→ **EXCERPTED PASSAGE**:
>>>>
Answer:
For #3: [tex]\log_px=-4[/tex]
Step-by-step explanation:
I'm a little rusty on my logarithm rules for #2, but here's an explanation of #3.
Logarithms: the Inverse of Exponents
In a sense, we can think of operations like subtraction and division as different ways of representing addition and multiplication. For instance, the same relationship described by the equation 2 + 3 = 5 is captured in the equation 5 - 3 = 2, and 5 × 2 = 10 can be restated as 10 ÷ 2 = 5 without any loss of meaning.
Logarithms do the same thing for exponents: the expression [tex]2^3=8[/tex] can be expressed in logarithms as [tex]\log_28=3[/tex]. Put another way, logarithms are a sort of way of pulling an exponent out onto its own side of the equals sign.
The Problem
Our problem gives us two facts to start: that [tex]log_p(x^2y^3)=7[/tex] and [tex]p^5=y[/tex]. With that, we're expected to find the value of [tex]\log_px[/tex]. [tex]p^5=y[/tex] stands out as the odd-equation-out here; it's the only one not in terms of logarithms. We can fix that by rewriting it as the equivalent statement [tex]log_py=5[/tex]. Now, let's unpack that first logarithm.
Justifying Some Logarithm Rules
For a refresher, let's talk about some of the rules logarithms follow and why they follow them:
Product Rule: [tex]\log_b(MN)=\log_bM+\log_bN[/tex]
The product rule turns multiplication in the argument (parentheses) of a logarithm into addition. For a proof of this, consider two numbers [tex]M=b^x[/tex] and [tex]N=b^y[/tex]. We could rewrite these two equations with logarithms as [tex]\log_bM=x[/tex] and [tex]\log_bN=y[/tex]. With those in mind, we could say the following:
- [tex]\log_b(MN)=\log_b(b^xb^y)[/tex] (Substitution)
- [tex]\log_b(b^xb^y)=log_b(b^{x+y})[/tex] (Laws of exponents)
- [tex]\log_b(b^{x+y})=x+y[/tex] ([tex]\log_b(b^n)=n[/tex])
<<<<
→ **TASK TO CARRY OUT**: Can you revise the stretch of the logarithm explanation from "Justifying Some Logarithm" through "- [tex]\log_b(MN)=\log_b(b^xb^y)[/tex] (Substitution)", putting "review" wherever "refresher" appears?

→ **LISTED RECORDS**:
>>>>
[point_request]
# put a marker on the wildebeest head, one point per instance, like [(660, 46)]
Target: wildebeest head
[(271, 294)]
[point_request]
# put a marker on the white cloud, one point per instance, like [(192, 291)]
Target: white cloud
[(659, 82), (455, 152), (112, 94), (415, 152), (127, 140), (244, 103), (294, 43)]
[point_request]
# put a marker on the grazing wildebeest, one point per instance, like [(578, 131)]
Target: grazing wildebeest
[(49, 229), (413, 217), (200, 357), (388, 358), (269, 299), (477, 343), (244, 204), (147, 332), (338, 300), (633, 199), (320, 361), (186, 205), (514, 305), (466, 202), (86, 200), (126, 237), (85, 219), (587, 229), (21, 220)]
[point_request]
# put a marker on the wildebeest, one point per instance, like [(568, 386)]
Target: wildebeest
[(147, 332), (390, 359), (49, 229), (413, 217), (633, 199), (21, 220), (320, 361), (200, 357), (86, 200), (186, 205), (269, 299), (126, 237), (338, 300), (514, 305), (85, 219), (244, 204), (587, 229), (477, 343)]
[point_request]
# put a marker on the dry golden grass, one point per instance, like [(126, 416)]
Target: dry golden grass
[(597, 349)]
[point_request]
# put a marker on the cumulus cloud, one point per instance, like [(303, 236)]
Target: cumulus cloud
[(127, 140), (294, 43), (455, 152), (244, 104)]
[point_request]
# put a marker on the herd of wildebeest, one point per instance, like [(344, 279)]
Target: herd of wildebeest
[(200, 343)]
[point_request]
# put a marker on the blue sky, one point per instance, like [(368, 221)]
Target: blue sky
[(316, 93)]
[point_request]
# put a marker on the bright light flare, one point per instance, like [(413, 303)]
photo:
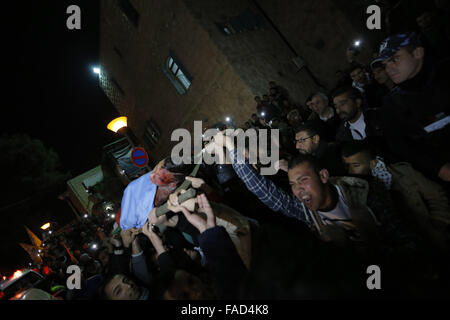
<<<<
→ **REPLY**:
Justifying Some Logarithm Rules
For a review, let's talk about some of the rules logarithms follow and why they follow them:
Product Rule: [tex]\log_b(MN)=\log_bM+\log_bN[/tex]
The product rule turns multiplication in the argument (parentheses) of a logarithm into addition. For a proof of this, consider two numbers [tex]M=b^x[/tex] and [tex]N=b^y[/tex]. We could rewrite these two equations with logarithms as [tex]\log_bM=x[/tex] and [tex]\log_bN=y[/tex]. With those in mind, we could say the following:
- [tex]\log_b(MN)=\log_b(b^xb^y)[/tex] (Substitution)